#### Document:
▬▬▬

Pas copain avec Antero, pas plus avec Leo
Pourtant choisi par Doha, Tuchel – entraîneur qui aime avoir la main sur toutes les décisions du sportif, et qui s’était déjà fritté avec Michael Zorc lors de son passage à Dortmund – s’est pourtant vu coller dans les pattes deux directeurs sportifs (Antero Henrique, puis Leonardo) avec lesquels il ne s’est jamais vraiment entendu. Ou du moins avec lesquels il n’a jamais fonctionné, ce qui transparaît évidemment de cette déclaration récente sur l’aspect « politique » de son job à Paris. Entre les blessures, les suspensions et les mercatos qui lui échappaient, Thomas Tuchel a passé deux ans à réclamer des joueurs en conférence de presse en sapant au passage l’autorité de ses DS. Ça a commencé quelques semaines à peine après son arrivée, alors que la capitale découvrait et apprenait à aimer le sémillant Thomas. Celui qui chantait du Pharell couvert de champagne avec ses joueurs, après la victoire lors du Trophée des champions, tirait déjà à balles réelles sur le mercato du PSG via RMC Sport en septembre 2018 : « Pour être franc avec vous, je ne suis pas satisfait à 100% du mercato. C’est un secret de Polichinelle que l’on recherchait un numéro 6. »

▬▬▬

#### Données fournies:
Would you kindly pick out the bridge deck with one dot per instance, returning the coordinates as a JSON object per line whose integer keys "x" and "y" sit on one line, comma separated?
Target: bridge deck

▬▬▬

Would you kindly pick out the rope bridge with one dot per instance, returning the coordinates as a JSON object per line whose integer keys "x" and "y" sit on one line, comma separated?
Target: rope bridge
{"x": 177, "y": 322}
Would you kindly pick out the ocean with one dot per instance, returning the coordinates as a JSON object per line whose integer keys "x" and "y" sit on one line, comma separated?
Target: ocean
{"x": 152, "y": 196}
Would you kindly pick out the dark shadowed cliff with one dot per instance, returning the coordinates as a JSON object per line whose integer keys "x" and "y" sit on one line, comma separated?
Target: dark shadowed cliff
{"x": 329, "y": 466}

▬▬▬

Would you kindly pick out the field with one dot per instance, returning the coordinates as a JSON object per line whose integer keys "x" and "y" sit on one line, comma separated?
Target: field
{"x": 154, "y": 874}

▬▬▬

#### Tâches à réaliser:
a: Répondez à ces questions sur le document consacré à Thomas Tuchel :
(i) Avec qui Tuchel s'était-il déjà fritté lors de son passage à Dortmund ?
(ii) Quels directeurs sportifs lui a-t-on collés dans les pattes à Paris ?
(iii) Quel poste le PSG recherchait-il, selon sa déclaration de septembre 2018 ?
b: Reprenez le document consacré à Thomas Tuchel après sa dernière phrase.

#### Réponses par tâche:
a:
(i) Avec Michael Zorc.
(ii) Antero Henrique, puis Leonardo.
(iii) Un numéro 6.

b:
La question du mercato, et notamment celle de la recherche éternelle du 6, sera une marotte tout au long des deux ans et demi de Tuchel à Paris. Et un immense point de crispation avec Antero Henrique, lors de la première saison de l’Allemand sur le banc. Sur le mercato, il y a notamment eu sa sortie concernant l’arrivée retardée de Leandro Paredes le 27 janvier 2019 (« On l’attend depuis quelques jours, maintenant. J’ai cherché partout dans le vestiaire, mais je ne l’ai pas trouvé. ») Ensuite, la gestion des cas Adrien Rabiot (placardisé une bonne partie de la saison, alors que Paris en avait cruellement besoin) et Lassana Diarra. Puis encore le 15 avril, après la débâcle à Mauroy contre le LOSC (5-1) : « On manque de joueurs, il nous manque des Rabiot, Diarra… Mais tout le monde accepte, parce qu’on gagne. » Une situation qui l’avait notamment amené, en février 2019, à s’en prendre en frontal à Antero Henrique pour la première fois : « J’ai mes avis, et il a les siens. Je ne sais pas si attendre les deux derniers jours est la meilleure solution pour trouver des joueurs. »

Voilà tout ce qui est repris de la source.